Frank Prescott (FP): I have a feeling that writing is sometimes neglected in the language classroom and I think that’s a shame because it’s such an important skill. I think that writing tends to lose out to speaking when it comes to production. When writing is done, the activities may not actually involve much writing for writing’s sake but rather just as a means of completing the task, and often the feedback on writing focuses much more on accuracy rather than on the content or organisation of the writing. I want to show that a well-designed writing task can be a highly engaging activity in the classroom, which can involve the use of the other skills as well as plenty of interaction, and so it can be fitted very well into a balanced communicative syllabus.
Perhaps part of the problem with writing is that it tends to be seen as something that’s difficult for both the learner and the teacher to do well. Actually writing can be great fun if it’s handled in the right way. It can allow students to experiment with the language and express their own thoughts and feelings about topics that they are interested in. It can be used to encourage creativity and can also involve a lot of cooperation. As I already mentioned, writing can be combined very well with the other skills so that it can be part of a whole skills approach. Of course, writing and reading have always gone together, but nowadays, with multi-media tools it’s easy to bring in listening as a stimulus for writing, and writing can be used as a way into oral activities of different kinds.
I spend a lot of time working with students doing presentations about different topics and here writing is also very important. In fact, one of the key uses of writing is in preparing for a speech or presentation. There’s no reason why this kind of activity can’t be done in the classroom at many levels. Group presentations can work very well and can be combined with fieldwork or individual work online and in the library followed by group preparation. Here writing is not the main focus but it is a necessary skill in organising the material of a presentation. Obviously, poster presentations also require some writing skills and again students of all levels find them enjoyable.
Nowadays, writing is arguably a more important skill than it’s ever been thanks to the advent of digital media. Our students are now writing all the time on social media and they will also need to be able to write effectively in many different online situations in their future. As language teachers, we have an obligation to help our students use their English for these purposes, as well, and to help them understand the differences between styles and functions. Being able to write well in English is particularly important in this regard because it is the most widespread online language.

__Excerpts from a point labeling dataset__

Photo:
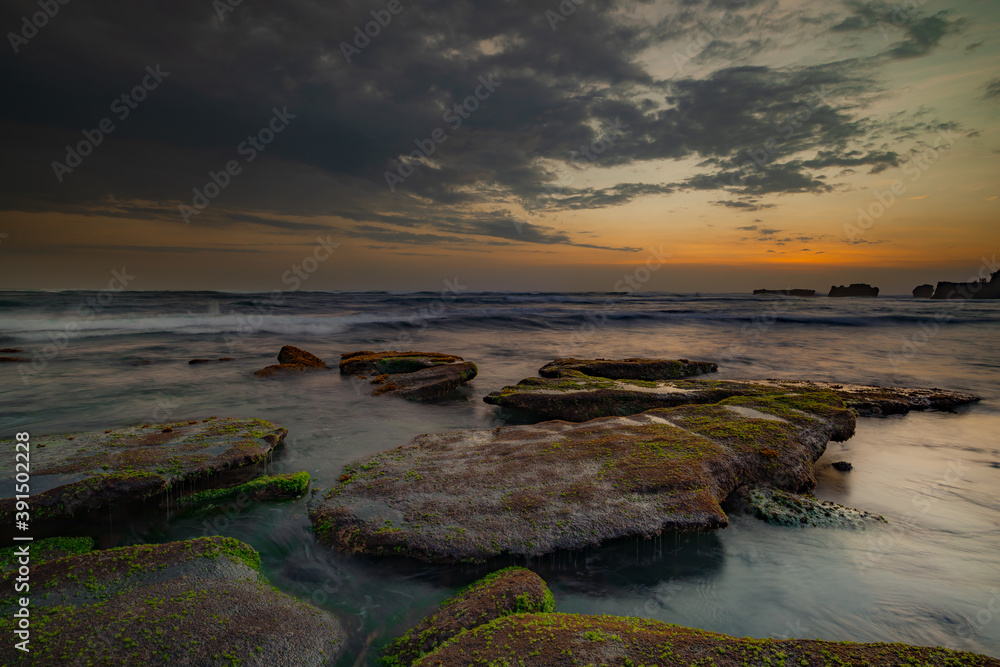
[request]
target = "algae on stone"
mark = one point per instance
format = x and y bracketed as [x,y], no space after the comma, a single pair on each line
[82,473]
[508,591]
[531,490]
[199,602]
[554,640]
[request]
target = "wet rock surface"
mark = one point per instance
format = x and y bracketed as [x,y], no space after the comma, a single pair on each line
[532,490]
[292,360]
[82,473]
[783,508]
[574,396]
[552,640]
[509,591]
[417,376]
[199,602]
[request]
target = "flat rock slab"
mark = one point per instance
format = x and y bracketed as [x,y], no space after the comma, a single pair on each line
[510,591]
[629,369]
[199,602]
[575,396]
[292,360]
[554,640]
[532,490]
[420,376]
[79,473]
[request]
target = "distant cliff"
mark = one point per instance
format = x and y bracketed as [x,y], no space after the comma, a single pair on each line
[855,289]
[795,292]
[976,290]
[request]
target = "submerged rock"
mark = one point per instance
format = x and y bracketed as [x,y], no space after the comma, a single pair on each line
[414,375]
[577,397]
[783,508]
[199,602]
[513,590]
[292,360]
[274,487]
[88,472]
[628,369]
[532,490]
[552,640]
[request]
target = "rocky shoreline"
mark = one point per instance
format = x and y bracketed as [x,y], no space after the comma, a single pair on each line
[614,448]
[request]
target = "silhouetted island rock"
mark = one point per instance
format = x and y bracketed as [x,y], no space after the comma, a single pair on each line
[976,290]
[791,292]
[292,360]
[855,289]
[571,395]
[199,602]
[117,469]
[420,376]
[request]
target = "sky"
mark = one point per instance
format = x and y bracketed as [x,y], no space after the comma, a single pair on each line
[683,145]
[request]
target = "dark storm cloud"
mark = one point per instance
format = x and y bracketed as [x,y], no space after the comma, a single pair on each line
[558,93]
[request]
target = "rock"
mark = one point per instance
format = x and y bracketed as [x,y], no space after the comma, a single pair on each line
[790,292]
[52,548]
[418,376]
[199,602]
[783,508]
[855,289]
[292,360]
[971,290]
[100,470]
[514,590]
[532,490]
[628,369]
[275,487]
[549,640]
[293,355]
[578,397]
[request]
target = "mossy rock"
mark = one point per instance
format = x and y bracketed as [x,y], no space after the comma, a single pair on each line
[782,508]
[198,602]
[98,471]
[554,640]
[574,395]
[532,490]
[40,551]
[509,591]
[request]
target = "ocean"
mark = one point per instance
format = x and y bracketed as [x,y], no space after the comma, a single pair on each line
[931,576]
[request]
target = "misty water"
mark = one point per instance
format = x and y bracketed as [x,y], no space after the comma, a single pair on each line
[931,576]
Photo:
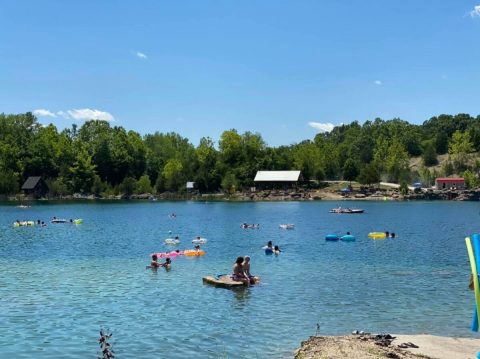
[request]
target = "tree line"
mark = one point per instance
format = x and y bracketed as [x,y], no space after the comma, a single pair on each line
[97,158]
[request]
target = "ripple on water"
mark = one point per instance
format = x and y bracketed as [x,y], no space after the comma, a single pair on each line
[61,284]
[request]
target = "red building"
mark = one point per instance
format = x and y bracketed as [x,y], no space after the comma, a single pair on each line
[446,183]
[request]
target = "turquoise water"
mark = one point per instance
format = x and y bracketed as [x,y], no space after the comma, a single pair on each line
[60,284]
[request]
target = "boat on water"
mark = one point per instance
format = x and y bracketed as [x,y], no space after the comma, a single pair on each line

__WHAT NEEDS TO BE DONE__
According to the passage on classroom writing, why is being able to write well in English particularly important online? Rely only on the passage on classroom writing, not on the material.

__RESULT OF THE TASK__
English is the most widespread online language.